RECORD EXTRACTS:

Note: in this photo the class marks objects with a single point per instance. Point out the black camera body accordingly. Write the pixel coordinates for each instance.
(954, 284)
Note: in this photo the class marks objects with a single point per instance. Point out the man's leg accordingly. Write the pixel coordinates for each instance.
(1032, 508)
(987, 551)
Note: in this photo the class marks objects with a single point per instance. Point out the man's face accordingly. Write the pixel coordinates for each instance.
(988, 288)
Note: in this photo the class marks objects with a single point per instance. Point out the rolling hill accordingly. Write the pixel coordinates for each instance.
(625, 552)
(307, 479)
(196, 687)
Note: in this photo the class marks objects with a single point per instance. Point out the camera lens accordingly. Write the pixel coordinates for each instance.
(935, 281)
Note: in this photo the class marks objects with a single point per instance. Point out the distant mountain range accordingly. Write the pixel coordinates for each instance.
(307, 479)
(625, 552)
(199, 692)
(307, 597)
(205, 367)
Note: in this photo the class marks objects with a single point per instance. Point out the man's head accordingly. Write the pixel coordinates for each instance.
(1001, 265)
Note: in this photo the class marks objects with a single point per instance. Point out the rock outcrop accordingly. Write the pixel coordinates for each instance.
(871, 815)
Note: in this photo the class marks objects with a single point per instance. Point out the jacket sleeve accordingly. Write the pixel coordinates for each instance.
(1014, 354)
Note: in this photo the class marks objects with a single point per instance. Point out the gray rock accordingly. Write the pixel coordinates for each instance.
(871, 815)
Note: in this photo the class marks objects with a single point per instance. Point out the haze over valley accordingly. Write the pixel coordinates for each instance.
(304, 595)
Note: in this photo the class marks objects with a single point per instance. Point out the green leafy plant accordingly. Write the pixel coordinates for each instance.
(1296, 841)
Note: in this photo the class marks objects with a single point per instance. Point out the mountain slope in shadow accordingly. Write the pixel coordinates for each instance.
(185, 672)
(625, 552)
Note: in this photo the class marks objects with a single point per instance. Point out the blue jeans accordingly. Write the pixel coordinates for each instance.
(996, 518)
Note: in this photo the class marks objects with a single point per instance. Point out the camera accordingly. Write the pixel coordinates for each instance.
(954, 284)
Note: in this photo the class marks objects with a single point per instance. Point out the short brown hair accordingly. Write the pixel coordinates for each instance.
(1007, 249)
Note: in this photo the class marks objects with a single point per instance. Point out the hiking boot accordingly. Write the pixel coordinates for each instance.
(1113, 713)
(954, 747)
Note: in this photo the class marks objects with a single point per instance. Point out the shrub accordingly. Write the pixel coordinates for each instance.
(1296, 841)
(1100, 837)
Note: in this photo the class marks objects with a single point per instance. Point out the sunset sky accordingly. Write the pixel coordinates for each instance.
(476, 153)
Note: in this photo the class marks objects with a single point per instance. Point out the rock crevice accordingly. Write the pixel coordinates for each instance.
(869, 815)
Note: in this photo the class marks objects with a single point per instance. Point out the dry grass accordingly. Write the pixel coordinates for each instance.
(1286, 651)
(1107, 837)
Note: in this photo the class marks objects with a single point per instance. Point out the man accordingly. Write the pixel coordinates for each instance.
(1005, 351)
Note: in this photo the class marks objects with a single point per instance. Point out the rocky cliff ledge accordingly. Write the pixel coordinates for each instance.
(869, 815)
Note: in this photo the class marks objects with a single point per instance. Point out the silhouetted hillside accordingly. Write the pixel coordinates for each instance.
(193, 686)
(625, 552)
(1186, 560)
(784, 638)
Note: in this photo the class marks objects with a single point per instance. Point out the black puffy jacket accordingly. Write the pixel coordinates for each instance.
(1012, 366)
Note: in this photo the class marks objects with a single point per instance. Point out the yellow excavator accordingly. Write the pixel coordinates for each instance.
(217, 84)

DIRECTIONS FOR THIS TASK:
Each line of the material above must be retyped precisely.

EXPECTED ANSWER:
Note: in this photo the class marks objects with a single point per instance. Point out the black camera body accordingly. Write the pixel coordinates for each instance.
(954, 284)
Note: in this photo the class marks objects with a single point per instance. Point out the man's leg accordingly. Write the pixel coordinates for each instance.
(1032, 508)
(987, 551)
Note: in this photo the class marks objects with a single point per instance. Point out the man's face accordingly. Write the pixel coordinates for each instance.
(988, 288)
Note: in this photo the class marks objects with a single point per instance. Point out the rolling hill accordingly. Write the pixel coordinates for each instance.
(625, 552)
(307, 479)
(196, 687)
Note: in this photo the class marks objects with a single point per instance. Point out the camera lens accordingly. Write the pixel coordinates for each instance.
(935, 281)
Note: in this photo the class marks objects with a single point per instance. Point out the distant mountain range accordingly. Write the pixel coordinates for each instance.
(307, 479)
(625, 552)
(199, 692)
(307, 597)
(205, 367)
Note: in this photo the class marks objects with a single point per instance. Point out the man's head accordingly. Write the pixel coordinates for each instance.
(1001, 265)
Note: in this photo the class marks objects with a single point per instance. Point out the rock outcrop accordingly. Write the pixel coordinates for each instance.
(871, 815)
Note: in this photo the class marks objects with a single point per instance. Point out the jacket sleeve accordingly. Write the pixel coordinates for each instance.
(1014, 354)
Note: in this photo the class marks objects with a single point per instance. Point out the gray rock accordingly. Write the pixel coordinates for each instance.
(871, 815)
Note: in this photo the class marks objects with a single point per instance. Point out the haze over valley accordingly. Write the pixel coordinates for each instance.
(304, 595)
Note: in this photo the class marks objects with a single point per instance. Point out the green leafy plant accordingly. Write the pixel coordinates for each instance.
(1296, 841)
Note: in this photo the class marks objects with a single point per instance. Point out the mountain slope in shadow accordingly. Write the pixel coordinates for each instance.
(185, 672)
(625, 552)
Note: in this photo the class marks objects with a single point per instance. Point out the blue jeans accordingly. Write the pixel coordinates for each instance.
(996, 518)
Note: in this photo the class marks objects with a single point per instance. Point out the camera accordingly. Write the pixel coordinates for each instance.
(954, 284)
Note: in this photo the class marks objects with a single point per instance. Point out the short brown hair accordingly. Write the pixel coordinates for each instance.
(1007, 249)
Note: in this photo the class marks objects with a single point per instance. Point out the hiking boot accordingly. Write the pixel coordinates for each instance.
(1113, 713)
(954, 747)
Note: in this photo the class marks objects with a single point per instance. Point out the shrub accordingly. Write the pixel coordinates for each instance.
(1296, 841)
(1100, 837)
Note: in this photo the class marks objects with a single point per instance. Point out the sunset sky accordingly. Write the pixel coordinates for each instance.
(476, 153)
Note: in this photo the class marks objects with a single point per instance. Point out the rock crevice accordingly. Write the pixel coordinates for each instance.
(869, 815)
Note: in this photo the class marks objects with a single point per instance. Point out the dry grass accordingly. Write the pixel coordinates for each instance.
(1286, 651)
(1107, 837)
Note: in this photo the class marks objects with a single point per instance. Point out the man accordingly. Write the pixel coordinates for each instance.
(1005, 351)
Note: in this photo the class marks objects with a single point per instance. Point out the rocky cliff ledge accordingly. Write the pixel coordinates for each instance.
(869, 815)
Note: in this photo the class marks objects with a single point per instance. Point out the silhouetted hillside accordingly. Write the pixel coordinates for each instance.
(193, 686)
(625, 552)
(1186, 560)
(784, 638)
Note: in this photo the class marks objects with a single point per instance. Point out the black puffy jacket accordingly. Write the pixel coordinates for each instance.
(1012, 366)
Note: in this photo the class marks objects with a single point per instance. Point out the yellow excavator accordingly. Write the pixel coordinates for each instance.
(217, 84)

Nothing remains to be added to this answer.